Quoted passage start

Of course we have the basic (high school) stuff. This includes
- Basic algebra
This is basically the art of solving equations and applying the mathematics knowledge to some real-world situations.
Prerequisites: Being able to count well
a) Different number systems: naturals, integers, rationals, reals and complex numbers.
b) Basic rules for manipulating numbers (such as fractions).
c) Solutions of equations of first degree and second degree.
d) Solutions of systems of linear equations.
e) Manipulating powers and roots and solving equations involving powers and roots
f) Solutions to inequalities
g) Functions, mappings and their graphs
h) Logarithms, rules of manipulation of logarithms and equations involving logarithms
i) Various methods of solving (special) polynomial equations such as substitution and the rational root theorem
j) Basic logic and proofs
- Basic geometry
Geometry is so important in mathematics. Needless to say that it is important to know it well. Personally, the best approach is to start with “synthetic geometry”, where some axioms are provided and some basic theorems are worked out. But after a while, things will get more algebraic.Prerequisites: Algebra
a) Axioms for points, lines and planes. Notions of circles, polygons, parallelism, …
b) Notions of congruence
c) Theorems for triangles including the Pythagorean theorem (and converse!), how to tell triangles are congruent, special points in triangles such as the incenter, …
d) Theorems for polygons and circles (for example: the tangent line to a circle is perpendicular to the radius)
f) Area and length of geometric figures
g) Special transformations such as projection, rotation, etc.
h) Coordinates and vectors
i) Representing lines, planes, circles, parabolas, etc. by equations
j) Conic sections
k) Dot product and the related algebra
Trigonometry introduces some special functions such as the sine, cosine and tangent function. This helps the study of triangles and can be used to solve some amazing real-world problems.Prerequisites: Basic algebra and Basic geometry
a) Oriented angles and radians
b) Sine, cosine and tangent function, their visualization in the circle and their graphs
c) Solving triangle problems with the sine, cosine and tangent functions, including the sine and cosine rule
d) Different trigonometric identities with the sine, cosine and tangent functions: such as the product-to-sum formula’s
e) Inverse trigonometric functions: arcsine, arccosine and arctangent.
My book recommendations for basic stuff:
If you’re totally new to abstract mathematics of high school, then there is no better place to begin than:
Algebra by Gelfand, Shen
People who are somewhat mathematically advanced will surely recognize the name “Gelfand”. It is a top mathematician, and this shows in this book. The book is absolutely brilliant throughout. It doesn’t only cover what mathematics is, but also why mathematics is true. For example, did you ever wonder why a negative number times a negative number is a positive number? This book explains all this and more in detail. The book explains “basic algebra” in detail. It has many worked exercises, and many exercises without solution. Nevertheless, it may be that you will find this book to have too few exercises (after all, the key to understand math is exercises). Don’t worry though, there are many books which contain a lot of algebra problems and nothing else. Whether you choose Gelfand or some other book, such an exercise book would be a handy investment.
The topics covered in Gelfand are:
- Basics of addition and multiplication
- Negative numbers and fractions
- Powers, roots
- Special formulas such as for $(a+b)^2$ (and more general)

Quoted passage end

Given task 1 -
List every line of the records that contains the string "branch".

The records start

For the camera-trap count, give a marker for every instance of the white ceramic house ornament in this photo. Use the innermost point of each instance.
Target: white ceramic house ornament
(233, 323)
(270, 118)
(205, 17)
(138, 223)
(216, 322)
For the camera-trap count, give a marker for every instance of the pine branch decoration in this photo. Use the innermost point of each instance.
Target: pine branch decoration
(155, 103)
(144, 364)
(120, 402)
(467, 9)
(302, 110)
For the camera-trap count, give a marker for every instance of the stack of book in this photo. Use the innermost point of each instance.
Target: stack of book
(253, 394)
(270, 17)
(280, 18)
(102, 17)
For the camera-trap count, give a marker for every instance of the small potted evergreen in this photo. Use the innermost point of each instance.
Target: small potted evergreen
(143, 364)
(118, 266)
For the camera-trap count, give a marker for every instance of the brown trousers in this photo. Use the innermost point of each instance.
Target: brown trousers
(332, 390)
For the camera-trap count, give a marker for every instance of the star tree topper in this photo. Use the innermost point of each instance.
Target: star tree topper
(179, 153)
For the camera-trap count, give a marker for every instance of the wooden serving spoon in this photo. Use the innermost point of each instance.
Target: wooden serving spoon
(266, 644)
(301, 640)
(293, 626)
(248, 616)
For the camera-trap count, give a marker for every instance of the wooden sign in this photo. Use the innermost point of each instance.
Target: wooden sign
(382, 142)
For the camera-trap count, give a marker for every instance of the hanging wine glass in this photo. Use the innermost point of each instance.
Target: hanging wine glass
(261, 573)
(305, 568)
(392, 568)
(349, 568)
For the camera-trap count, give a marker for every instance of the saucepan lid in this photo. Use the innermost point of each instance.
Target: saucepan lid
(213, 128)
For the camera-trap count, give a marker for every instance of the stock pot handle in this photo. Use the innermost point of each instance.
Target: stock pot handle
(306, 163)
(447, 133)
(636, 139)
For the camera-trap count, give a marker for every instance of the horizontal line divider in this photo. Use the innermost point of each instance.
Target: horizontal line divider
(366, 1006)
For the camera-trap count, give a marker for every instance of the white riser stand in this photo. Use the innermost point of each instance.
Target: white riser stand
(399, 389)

The records end

Given task 2 -
Put this sentence from the overview of high school mathematics into Spanish: "Trigonometry introduces some special functions such as the sine, cosine and tangent function."

Task response 1 -
For the camera-trap count, give a marker for every instance of the pine branch decoration in this photo. Use the innermost point of each instance.
Target: pine branch decoration

Task response 2 -
La trigonometría introduce algunas funciones especiales, como la función seno, coseno y tangente.